Write out exactly, with no other output, the lines below from the one that contains "of the **gray" through the end.
>> start PROVIDED MATERIAL
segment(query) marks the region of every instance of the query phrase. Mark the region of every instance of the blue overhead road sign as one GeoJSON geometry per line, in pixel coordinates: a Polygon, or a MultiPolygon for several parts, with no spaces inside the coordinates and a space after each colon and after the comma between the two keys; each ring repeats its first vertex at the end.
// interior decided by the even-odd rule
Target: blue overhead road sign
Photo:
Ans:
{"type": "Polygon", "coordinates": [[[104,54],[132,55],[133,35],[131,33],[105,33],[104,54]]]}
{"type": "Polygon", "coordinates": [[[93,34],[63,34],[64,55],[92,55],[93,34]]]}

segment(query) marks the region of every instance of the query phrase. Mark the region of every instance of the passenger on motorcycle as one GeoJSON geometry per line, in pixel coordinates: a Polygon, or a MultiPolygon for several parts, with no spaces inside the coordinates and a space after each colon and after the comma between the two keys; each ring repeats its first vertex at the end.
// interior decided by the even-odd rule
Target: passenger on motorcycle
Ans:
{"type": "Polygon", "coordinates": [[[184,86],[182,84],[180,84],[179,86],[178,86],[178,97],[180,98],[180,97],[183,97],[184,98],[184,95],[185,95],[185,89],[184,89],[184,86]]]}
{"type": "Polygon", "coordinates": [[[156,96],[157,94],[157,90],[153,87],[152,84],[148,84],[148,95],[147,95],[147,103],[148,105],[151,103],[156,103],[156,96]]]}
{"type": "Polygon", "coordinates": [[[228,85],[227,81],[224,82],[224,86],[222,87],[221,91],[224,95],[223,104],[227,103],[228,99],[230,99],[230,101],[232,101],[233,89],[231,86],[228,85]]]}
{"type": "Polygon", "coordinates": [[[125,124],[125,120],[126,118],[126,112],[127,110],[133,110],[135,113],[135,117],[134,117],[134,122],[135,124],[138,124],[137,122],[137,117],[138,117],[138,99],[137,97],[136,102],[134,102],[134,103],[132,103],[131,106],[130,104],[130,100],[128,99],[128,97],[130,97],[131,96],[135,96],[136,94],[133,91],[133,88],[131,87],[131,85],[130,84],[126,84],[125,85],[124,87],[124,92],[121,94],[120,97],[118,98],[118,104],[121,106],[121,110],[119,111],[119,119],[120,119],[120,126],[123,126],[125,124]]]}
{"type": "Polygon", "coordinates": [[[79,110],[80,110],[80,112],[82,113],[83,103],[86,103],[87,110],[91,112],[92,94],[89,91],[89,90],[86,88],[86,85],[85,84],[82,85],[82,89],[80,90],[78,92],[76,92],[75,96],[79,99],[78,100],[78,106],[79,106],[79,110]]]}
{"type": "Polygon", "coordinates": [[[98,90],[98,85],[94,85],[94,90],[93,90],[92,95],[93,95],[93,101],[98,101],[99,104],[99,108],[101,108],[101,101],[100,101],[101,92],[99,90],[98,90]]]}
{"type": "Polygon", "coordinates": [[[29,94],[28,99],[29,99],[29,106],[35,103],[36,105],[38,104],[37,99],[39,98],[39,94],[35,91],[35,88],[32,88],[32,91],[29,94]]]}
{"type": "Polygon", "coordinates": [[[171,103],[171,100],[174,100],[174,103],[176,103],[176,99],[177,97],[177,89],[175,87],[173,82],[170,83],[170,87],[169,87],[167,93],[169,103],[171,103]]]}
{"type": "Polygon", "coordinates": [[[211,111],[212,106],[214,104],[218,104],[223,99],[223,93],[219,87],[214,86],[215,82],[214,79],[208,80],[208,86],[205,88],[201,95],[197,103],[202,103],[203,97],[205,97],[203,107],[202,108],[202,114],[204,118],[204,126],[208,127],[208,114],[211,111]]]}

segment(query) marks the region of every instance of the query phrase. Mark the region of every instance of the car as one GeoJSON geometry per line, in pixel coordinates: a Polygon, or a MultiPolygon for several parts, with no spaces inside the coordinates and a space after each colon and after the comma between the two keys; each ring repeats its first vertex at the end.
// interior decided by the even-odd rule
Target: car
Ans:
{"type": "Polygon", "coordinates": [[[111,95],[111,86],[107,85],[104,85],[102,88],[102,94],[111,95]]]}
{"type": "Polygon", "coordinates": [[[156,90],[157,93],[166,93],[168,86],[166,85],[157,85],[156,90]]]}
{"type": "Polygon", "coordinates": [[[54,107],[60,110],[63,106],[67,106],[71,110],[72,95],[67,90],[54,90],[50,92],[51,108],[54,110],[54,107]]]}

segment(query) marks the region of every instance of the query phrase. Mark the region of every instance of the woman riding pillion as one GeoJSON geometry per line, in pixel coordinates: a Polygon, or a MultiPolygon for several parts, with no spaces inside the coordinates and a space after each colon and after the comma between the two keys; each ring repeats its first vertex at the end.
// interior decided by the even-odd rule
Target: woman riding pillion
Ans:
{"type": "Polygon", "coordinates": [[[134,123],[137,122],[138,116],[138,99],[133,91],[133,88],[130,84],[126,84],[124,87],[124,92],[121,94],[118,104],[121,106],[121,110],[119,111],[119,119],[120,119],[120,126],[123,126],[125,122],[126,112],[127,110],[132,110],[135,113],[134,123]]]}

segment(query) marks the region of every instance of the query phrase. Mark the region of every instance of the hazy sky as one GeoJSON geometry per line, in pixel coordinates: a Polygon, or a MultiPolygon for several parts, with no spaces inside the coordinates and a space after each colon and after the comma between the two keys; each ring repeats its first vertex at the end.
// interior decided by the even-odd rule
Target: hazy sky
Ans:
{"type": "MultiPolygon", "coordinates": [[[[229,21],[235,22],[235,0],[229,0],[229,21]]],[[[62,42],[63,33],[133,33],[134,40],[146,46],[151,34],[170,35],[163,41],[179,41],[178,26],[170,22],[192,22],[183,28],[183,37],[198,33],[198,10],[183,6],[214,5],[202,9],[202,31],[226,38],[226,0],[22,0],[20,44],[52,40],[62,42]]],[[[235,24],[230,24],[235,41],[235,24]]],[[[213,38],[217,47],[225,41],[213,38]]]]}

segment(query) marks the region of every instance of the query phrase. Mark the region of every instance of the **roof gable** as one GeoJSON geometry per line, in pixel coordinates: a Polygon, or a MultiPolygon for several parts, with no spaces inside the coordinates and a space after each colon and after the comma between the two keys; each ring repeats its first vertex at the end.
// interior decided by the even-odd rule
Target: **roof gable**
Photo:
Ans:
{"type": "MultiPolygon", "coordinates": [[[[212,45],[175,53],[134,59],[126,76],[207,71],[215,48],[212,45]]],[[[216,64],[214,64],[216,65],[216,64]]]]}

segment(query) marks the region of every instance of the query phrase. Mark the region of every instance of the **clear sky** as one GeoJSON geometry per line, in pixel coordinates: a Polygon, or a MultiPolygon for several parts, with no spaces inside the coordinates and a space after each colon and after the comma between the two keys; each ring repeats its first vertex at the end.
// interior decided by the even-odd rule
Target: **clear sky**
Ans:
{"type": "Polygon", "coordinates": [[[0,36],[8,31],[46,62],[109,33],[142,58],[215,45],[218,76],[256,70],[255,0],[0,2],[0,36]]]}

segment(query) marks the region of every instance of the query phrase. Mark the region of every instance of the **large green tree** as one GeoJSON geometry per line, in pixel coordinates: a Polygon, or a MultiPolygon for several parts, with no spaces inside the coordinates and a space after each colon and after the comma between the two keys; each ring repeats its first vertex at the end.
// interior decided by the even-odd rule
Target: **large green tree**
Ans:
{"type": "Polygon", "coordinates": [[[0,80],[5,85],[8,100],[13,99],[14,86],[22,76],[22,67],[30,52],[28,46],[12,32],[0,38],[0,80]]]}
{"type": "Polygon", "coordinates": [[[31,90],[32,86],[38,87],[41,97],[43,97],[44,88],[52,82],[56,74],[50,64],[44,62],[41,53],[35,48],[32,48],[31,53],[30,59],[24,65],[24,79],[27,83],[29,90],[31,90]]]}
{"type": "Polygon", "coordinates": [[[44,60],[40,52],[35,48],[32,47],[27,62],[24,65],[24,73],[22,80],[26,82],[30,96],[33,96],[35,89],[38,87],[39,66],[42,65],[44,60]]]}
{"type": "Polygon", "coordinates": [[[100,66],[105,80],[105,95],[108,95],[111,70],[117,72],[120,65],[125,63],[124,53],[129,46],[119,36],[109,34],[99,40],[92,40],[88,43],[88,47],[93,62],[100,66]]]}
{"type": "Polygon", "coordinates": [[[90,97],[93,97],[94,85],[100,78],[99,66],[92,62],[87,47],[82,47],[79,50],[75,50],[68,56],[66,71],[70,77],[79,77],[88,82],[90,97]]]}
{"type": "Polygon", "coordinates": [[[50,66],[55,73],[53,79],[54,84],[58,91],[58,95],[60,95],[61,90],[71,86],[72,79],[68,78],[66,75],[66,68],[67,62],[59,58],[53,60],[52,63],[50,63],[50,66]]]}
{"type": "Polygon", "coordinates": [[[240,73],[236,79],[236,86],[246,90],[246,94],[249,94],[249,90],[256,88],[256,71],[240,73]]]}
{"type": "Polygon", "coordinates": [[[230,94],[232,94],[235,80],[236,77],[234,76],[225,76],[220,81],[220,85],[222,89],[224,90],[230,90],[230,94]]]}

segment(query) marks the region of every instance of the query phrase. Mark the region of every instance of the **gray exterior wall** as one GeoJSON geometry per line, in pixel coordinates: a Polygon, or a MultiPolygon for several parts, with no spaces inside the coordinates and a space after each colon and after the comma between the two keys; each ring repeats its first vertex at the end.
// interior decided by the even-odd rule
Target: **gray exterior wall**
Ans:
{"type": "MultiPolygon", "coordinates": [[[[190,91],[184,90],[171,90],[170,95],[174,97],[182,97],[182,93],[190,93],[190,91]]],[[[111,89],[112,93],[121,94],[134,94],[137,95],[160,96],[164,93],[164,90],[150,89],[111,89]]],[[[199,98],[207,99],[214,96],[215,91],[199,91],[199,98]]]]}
>> end PROVIDED MATERIAL
#### SOLUTION FOR THIS PROBLEM
segment(query) marks the region of every instance of the query phrase. Mark the region of every instance of the **gray exterior wall** as one GeoJSON geometry per line, in pixel coordinates: a Polygon, or a MultiPolygon for several parts, with no spaces inside the coordinates and a space after each colon and after the comma between the two keys; each ring repeats its first vertex at the end.
// interior decided by the even-odd rule
Target: **gray exterior wall**
Ans:
{"type": "MultiPolygon", "coordinates": [[[[190,91],[184,90],[171,90],[170,95],[174,97],[182,97],[182,93],[190,93],[190,91]]],[[[111,89],[112,93],[121,94],[134,94],[137,95],[160,96],[164,93],[164,90],[150,89],[111,89]]],[[[199,98],[207,99],[214,96],[215,91],[199,91],[199,98]]]]}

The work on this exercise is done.